__Work to be completed__:
Extract the complete data exactly as given.

__Entries provided__:
----------
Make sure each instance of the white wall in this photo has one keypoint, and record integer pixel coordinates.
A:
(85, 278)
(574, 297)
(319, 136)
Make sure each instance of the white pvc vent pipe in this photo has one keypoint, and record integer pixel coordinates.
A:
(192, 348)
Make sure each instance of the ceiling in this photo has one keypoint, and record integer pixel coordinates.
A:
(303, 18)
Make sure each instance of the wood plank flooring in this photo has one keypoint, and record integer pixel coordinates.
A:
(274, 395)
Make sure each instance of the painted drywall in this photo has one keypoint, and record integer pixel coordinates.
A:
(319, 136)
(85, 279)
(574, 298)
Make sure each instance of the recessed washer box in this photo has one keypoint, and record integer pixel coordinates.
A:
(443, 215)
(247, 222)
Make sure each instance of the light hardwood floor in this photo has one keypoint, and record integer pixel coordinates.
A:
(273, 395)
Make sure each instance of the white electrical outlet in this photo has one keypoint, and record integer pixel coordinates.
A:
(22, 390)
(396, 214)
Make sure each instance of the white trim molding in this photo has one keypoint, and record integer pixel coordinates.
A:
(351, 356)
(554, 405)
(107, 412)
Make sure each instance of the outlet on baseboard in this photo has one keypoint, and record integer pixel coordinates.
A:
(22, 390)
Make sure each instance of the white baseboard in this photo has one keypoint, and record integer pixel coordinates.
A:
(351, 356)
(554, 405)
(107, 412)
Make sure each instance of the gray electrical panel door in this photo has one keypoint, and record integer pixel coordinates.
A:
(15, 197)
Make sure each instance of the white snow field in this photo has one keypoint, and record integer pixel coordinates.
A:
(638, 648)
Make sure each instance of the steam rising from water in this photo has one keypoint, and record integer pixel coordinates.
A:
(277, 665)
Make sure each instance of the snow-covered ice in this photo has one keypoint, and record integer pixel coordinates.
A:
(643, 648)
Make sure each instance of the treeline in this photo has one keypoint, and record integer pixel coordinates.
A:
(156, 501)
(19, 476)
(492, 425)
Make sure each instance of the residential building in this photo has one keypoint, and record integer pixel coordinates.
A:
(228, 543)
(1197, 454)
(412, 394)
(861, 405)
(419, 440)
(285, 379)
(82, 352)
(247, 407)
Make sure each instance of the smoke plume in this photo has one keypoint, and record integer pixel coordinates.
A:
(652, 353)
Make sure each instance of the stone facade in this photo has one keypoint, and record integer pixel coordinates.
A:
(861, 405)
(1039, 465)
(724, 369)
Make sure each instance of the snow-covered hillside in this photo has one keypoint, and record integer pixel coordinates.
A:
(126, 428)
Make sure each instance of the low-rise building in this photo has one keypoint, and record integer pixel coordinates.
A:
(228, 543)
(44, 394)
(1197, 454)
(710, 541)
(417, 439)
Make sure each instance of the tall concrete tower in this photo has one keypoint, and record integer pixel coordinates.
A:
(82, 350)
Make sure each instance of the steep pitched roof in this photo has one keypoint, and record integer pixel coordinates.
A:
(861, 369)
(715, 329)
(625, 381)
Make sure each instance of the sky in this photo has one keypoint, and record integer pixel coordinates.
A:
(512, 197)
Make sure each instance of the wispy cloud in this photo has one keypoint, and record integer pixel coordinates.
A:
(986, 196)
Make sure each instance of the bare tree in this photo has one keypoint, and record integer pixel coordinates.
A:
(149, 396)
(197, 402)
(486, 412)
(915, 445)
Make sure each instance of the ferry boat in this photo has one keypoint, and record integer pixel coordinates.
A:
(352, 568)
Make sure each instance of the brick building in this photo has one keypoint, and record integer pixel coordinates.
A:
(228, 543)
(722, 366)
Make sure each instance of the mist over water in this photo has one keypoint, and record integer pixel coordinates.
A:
----------
__Answer below__:
Make sure each instance of the white wall in this photo has one keypoint, and record integer pixel coordinates.
A:
(85, 278)
(574, 297)
(319, 136)
Make sure each instance of the white pvc vent pipe in this photo has one keypoint, and record integer pixel coordinates.
A:
(192, 348)
Make sure each instance of the ceiling in this photo has one keypoint, and record integer pixel coordinates.
A:
(303, 18)
Make sure each instance of the wood plank flooring in this photo has one keypoint, and record integer pixel coordinates.
A:
(274, 395)
Make sure each instance of the painted drywall in this photo has one keypoint, and record integer pixel coordinates.
A:
(319, 136)
(85, 279)
(574, 298)
Make sure each instance of the recessed washer box in this photo has one keypoint, and record integer pixel coordinates.
A:
(443, 215)
(247, 222)
Make sure each instance of the light hardwood floor in this photo has one keypoint, and record integer pixel coordinates.
A:
(273, 395)
Make sure each instance of the white electrical outlet in this photo has one keypoint, and record integer pixel coordinates.
A:
(22, 390)
(396, 214)
Make sure each instance of the white trim molding in this photo has one keypoint, and record integer pixel coordinates.
A:
(351, 356)
(554, 405)
(107, 412)
Make sure each instance of the outlet on baseboard in this photo has one keypoint, and record integer pixel coordinates.
A:
(22, 390)
Make sure each instance of the white baseboard in this photo has one keypoint, and record integer pixel coordinates.
A:
(351, 356)
(554, 405)
(107, 412)
Make sure each instance of the gray electrical panel door in this photo has one keypoint, and record integer pixel coordinates.
A:
(15, 197)
Make sure each instance of the white snow field in this photo has one keypoint, and record integer pixel coordinates.
A:
(638, 648)
Make sure each instance of the steam rising from water in this photo has one keypoint, and record integer pixel coordinates.
A:
(277, 665)
Make sure each instance of the snow-covered ice in this photo has one keypoint, and record integer pixel coordinates.
A:
(643, 648)
Make sure each instance of the treeline in this photo has one keypoint, and record integer pixel coordinates.
A:
(156, 501)
(19, 476)
(492, 425)
Make sure each instance of the residential building in this photo has one keypoint, and record integer pixel coordinates.
A:
(228, 543)
(1197, 454)
(412, 394)
(861, 405)
(419, 440)
(285, 379)
(82, 352)
(247, 407)
Make sure each instance of the smoke plume in this photo has one keypoint, and record integer pixel coordinates.
A:
(652, 353)
Make sure each instance of the stone facade in this photo has one keypoint, and record integer pixel coordinates.
A:
(861, 405)
(1039, 465)
(724, 369)
Make sure each instance of the snow-covered hillside in this photo has one keypoint, and record integer pixel coordinates.
A:
(126, 428)
Make sure each instance of the low-rise building in this photo has one keypoint, and record integer pixel coordinates.
A:
(228, 543)
(44, 394)
(1197, 454)
(710, 541)
(417, 439)
Make sure each instance of the tall concrete tower in this photo has one keypoint, and record integer pixel coordinates.
A:
(82, 350)
Make sure each instance of the steep pitched roof in this photo has one keypoint, and record integer pixel coordinates.
A:
(861, 369)
(715, 329)
(625, 381)
Make sure each instance of the sky in this photo has one keypoint, and record integer pixel coordinates.
A:
(512, 197)
Make sure each instance of the wispy cloud in this photo has one keypoint, and record integer pixel coordinates.
A:
(986, 196)
Make sure each instance of the bare tree in this photo has one keypoint, and record integer pixel coordinates.
A:
(149, 396)
(197, 402)
(486, 412)
(915, 445)
Make sure each instance of the ferry boat in this photo has one keypoint, and record integer pixel coordinates.
A:
(352, 568)
Make sure each instance of the brick building in this photo has one keypoint, and record integer pixel coordinates.
A:
(228, 543)
(722, 366)
Make sure each instance of the mist over water in this photo has one keypoint, and record integer pixel coordinates.
A:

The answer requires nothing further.